What is being asked: Report how many lines of the following entries include the string "flower"; respond with the number alone.

=== Section Start ===

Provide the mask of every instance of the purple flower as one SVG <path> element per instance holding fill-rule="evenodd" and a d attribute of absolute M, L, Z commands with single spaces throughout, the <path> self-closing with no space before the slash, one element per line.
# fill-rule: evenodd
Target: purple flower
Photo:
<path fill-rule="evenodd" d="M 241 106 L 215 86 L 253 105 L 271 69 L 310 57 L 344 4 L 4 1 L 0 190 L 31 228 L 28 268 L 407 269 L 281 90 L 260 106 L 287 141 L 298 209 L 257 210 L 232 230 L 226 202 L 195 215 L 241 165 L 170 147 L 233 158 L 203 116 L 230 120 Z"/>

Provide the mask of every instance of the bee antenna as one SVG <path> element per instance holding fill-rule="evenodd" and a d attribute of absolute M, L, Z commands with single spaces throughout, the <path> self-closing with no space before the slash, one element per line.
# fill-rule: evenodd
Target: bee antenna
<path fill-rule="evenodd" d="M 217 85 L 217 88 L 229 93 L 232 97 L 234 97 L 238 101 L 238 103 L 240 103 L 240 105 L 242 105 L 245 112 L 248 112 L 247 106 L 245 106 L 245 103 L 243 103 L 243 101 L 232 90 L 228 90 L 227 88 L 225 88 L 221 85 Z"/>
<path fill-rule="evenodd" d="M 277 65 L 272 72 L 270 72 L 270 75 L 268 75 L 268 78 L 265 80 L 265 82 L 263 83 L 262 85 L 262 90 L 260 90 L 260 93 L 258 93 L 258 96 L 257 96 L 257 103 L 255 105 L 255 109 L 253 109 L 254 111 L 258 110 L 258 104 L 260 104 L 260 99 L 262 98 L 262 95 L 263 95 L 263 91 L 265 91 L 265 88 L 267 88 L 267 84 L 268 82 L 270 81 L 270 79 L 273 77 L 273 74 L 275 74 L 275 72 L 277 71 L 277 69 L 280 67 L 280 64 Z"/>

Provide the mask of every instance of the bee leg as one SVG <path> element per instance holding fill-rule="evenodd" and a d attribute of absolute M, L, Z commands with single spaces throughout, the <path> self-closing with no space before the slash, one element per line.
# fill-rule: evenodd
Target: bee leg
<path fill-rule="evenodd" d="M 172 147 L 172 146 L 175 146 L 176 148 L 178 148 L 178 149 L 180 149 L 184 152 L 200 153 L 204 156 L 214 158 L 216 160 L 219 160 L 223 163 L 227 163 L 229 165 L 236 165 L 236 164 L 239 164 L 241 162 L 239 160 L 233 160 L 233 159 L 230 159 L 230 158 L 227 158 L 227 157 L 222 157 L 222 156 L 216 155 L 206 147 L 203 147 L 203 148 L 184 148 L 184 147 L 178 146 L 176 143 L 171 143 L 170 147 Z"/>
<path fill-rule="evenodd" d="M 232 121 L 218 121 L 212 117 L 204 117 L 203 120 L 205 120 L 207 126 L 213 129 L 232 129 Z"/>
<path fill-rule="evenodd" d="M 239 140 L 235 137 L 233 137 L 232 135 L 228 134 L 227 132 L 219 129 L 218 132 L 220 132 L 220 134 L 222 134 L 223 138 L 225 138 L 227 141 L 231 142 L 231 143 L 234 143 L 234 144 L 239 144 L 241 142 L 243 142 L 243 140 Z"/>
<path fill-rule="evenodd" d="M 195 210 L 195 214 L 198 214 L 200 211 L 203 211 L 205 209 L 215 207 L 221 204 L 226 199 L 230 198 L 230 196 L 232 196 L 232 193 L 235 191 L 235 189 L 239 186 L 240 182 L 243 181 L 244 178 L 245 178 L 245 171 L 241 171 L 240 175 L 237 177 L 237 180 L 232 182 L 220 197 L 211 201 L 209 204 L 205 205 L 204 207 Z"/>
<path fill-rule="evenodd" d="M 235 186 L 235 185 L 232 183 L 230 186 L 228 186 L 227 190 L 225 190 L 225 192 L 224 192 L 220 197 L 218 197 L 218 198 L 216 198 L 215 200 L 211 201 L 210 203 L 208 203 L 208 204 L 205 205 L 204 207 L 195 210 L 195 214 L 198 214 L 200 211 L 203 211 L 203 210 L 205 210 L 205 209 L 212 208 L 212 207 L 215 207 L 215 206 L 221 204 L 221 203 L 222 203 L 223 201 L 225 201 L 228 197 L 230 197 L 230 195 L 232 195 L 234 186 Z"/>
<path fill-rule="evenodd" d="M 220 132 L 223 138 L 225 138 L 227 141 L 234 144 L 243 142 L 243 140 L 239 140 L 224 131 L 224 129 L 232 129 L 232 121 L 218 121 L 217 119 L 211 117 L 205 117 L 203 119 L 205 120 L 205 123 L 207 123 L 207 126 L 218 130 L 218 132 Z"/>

=== Section End ===

Answer to this problem: 2